Work instructions:
Begin at the line below that has "of the duck" and stop after the line that has "of the water". Please restate only those lines, word for word.
── Data supplied
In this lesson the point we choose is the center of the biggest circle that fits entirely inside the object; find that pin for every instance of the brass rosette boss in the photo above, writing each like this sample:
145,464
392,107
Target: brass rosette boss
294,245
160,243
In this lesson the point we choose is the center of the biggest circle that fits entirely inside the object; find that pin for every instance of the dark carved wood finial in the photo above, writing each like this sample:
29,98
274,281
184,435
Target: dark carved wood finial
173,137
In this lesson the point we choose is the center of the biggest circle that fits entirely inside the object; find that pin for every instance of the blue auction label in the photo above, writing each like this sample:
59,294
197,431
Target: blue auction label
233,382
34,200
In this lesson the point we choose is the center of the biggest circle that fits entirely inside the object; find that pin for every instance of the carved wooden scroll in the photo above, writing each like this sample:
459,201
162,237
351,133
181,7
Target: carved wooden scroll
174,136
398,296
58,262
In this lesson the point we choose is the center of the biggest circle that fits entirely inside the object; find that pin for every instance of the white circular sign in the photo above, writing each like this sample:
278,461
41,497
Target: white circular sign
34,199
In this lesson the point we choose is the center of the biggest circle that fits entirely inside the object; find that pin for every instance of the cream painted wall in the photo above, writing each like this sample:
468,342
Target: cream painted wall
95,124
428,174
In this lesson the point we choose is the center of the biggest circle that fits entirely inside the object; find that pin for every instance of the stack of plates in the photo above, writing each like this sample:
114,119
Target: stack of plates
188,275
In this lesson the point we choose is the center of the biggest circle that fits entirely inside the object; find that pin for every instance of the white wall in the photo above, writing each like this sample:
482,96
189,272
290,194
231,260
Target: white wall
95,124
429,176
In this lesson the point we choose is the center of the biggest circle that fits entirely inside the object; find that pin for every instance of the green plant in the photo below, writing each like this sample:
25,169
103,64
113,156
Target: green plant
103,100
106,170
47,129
────
── Data supplied
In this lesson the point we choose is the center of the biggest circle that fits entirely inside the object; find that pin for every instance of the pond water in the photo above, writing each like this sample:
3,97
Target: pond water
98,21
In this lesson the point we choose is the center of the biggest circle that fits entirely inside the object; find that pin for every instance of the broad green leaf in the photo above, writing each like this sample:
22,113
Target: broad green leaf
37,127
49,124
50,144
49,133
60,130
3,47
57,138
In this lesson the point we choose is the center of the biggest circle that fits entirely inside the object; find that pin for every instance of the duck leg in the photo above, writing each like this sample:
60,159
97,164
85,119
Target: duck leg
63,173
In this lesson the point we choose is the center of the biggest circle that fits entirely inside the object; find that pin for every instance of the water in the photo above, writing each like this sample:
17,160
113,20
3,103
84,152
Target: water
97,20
────
Written reply:
In this lesson the point we choose is the center of the biggest circle that fits entirely inside the object; find that pin for every instance of the duck leg in the photo above, writing each like this sample:
60,159
97,164
85,119
Target: duck leg
63,173
In this lesson the point we choose is the center of the biggest circle that fits entirely inside the object; find that pin for every instance of the water in the photo above, writing each like this sample:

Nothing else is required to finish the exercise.